TEXT SHOWN.

Association testing using pretrained DeepRVAT models
For using the pretrained DeepRVAT model provided as part of the package, or a custom pretrained model, we have setup pipelines for running only the association testing stage. This includes creating the association dataset files, computing gene impairment scores, regression, and evaluation.
Important note: DeepRVAT currently supports association testing using REGENIE or SEAK. Because REGENIE is actively maintained and gives better control for ancestry effects, as well as other aspects of genetic background, association testing with SEAK is deprecated and will be removed in a future version. Note especially that for binary phenotypes, REGENIE must be used.
Association testing with REGENIE
For specifics on input files and options for REGENIE steps 1 and 2, please refer to the REGENIE documentation.
Configuration and input files
Configuration parameters must be specified in deeprvat_input_pretrained_models_config.yaml. For details on the meanings of the parameters and the format of input files, see here.
For an example, refer to this configuration file, which includes REGENIE-specific parameters for steps 1 and 2. Importantly, specify
regenie_options:
regenie_exp: True
gtf_file: path/to/annotation_file.gtf.gz
To use pretrained models, you must specify use_pretrained_models: True in your deeprvat_input_pretrained_models_config.yaml configuration file. Additionally, provide the path to pretrained models (an output of the training pipeline) in the parameter pretrained_model_path. Within the pretrained_model_path directory, there must be a config.yaml file in that directory with the following set of specified keys that were used for training the pretrained models; rare_variant_annotations, training_data_thresholds, and model . See example file.
Below outlines the configuration parameters specified in deeprvat_input_pretrained_models_config.yaml.
The following parameters specify the locations of required input files:
gt_filename
variant_filename
phenotype_filename
annotation_filename
gene_filename
These parameters specify options for running DeepRVAT. Those marked (optional) have default values; see here for details.

DATA UNDER STUDY.

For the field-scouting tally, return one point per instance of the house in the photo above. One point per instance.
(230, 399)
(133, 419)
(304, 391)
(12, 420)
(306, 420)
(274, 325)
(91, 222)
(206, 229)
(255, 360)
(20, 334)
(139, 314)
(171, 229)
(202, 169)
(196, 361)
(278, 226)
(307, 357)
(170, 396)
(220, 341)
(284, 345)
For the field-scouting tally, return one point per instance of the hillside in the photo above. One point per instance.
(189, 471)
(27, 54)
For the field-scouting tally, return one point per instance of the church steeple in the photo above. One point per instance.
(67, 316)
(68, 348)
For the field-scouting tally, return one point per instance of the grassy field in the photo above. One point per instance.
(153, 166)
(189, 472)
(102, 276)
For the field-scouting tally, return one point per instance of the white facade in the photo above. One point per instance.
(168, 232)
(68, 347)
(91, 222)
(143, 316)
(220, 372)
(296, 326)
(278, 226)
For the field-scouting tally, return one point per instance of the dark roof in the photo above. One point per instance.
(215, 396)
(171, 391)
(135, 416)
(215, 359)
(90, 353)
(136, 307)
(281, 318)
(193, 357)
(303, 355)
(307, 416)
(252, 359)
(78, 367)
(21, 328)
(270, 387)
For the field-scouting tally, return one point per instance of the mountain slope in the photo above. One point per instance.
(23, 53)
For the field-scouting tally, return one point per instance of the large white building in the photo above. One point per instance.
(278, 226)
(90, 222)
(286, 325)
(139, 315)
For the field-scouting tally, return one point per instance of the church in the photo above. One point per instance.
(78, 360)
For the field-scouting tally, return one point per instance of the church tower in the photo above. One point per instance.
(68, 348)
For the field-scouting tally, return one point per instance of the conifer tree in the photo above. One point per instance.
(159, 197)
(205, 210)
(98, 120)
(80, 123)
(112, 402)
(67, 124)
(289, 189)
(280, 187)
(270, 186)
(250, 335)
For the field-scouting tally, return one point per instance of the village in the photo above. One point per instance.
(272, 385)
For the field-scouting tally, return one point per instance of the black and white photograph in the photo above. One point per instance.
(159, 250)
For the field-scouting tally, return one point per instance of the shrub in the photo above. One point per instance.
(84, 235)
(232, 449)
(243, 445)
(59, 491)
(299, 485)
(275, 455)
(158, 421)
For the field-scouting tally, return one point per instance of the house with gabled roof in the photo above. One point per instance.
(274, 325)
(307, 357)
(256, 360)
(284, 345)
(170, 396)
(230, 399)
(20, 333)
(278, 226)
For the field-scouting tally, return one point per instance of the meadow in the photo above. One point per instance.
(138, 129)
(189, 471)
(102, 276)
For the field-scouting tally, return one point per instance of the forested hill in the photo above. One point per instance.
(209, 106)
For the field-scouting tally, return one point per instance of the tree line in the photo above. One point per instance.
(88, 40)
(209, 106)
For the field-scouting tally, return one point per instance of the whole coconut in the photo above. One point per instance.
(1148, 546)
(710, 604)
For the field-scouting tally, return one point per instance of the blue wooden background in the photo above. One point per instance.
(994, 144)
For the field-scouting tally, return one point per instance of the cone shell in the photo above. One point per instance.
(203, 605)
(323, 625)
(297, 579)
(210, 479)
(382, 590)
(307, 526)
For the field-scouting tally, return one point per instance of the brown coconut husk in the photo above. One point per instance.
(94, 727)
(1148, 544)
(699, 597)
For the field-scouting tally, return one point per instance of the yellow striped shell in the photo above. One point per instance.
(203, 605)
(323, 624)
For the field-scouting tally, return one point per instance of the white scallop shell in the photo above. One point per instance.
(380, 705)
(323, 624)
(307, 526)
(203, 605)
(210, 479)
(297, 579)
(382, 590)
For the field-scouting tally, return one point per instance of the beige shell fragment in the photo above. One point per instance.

WHAT IS NEEDED. Continue the guide on association testing with pretrained DeepRVAT models, starting right after its final sentence.

ANSWER BELOW.
phenotypes_for_association_testing
covariates
n_repeats
evaluation
y_transformation (optional)
association_testing_data_thresholds (optional)
cv_options (optional)
Note that the file specified by annotation_filename must contain a column corresponding to each annotation in the list rare_variant_annotations from deeprvat/pretrained_models/model_config.yaml.
You can set any parameter explained in the REGENIE documentation via the config.
Most importantly, for association testing of binary traits use --bt in Step 2. For imbalanced traits, we also recommend Firth logistic regression:
step_2:
options:
- "--bt"
- "--firth --approx --pThresh 0.01"
For quantitative traits:
step_2:
options:
- "--qt"
Run DeepRVAT gene impairment scoring followed by REGENIE
cd experiment
ln -s [path_to_deeprvat]/pretrained_models
snakemake -j 1 --snakefile [path_to_deeprvat]/pipelines/association_testing_pretrained.snakefile
Association testing with SEAK
Configuration file
Follow the instructions as above, but specify
regenie_options:
regenie_exp: False
For an example, see this configuration file (rename or link it to deeprvat_input_pretrained_models_config.yaml in your working directory).
Executing the pipeline
snakemake -j 1 --snakefile [path_to_deeprvat]/pipelines/association_testing_pretrained.snakefile
Replace [path_to_deeprvat] with the path to your copy of the DeepRVAT repository.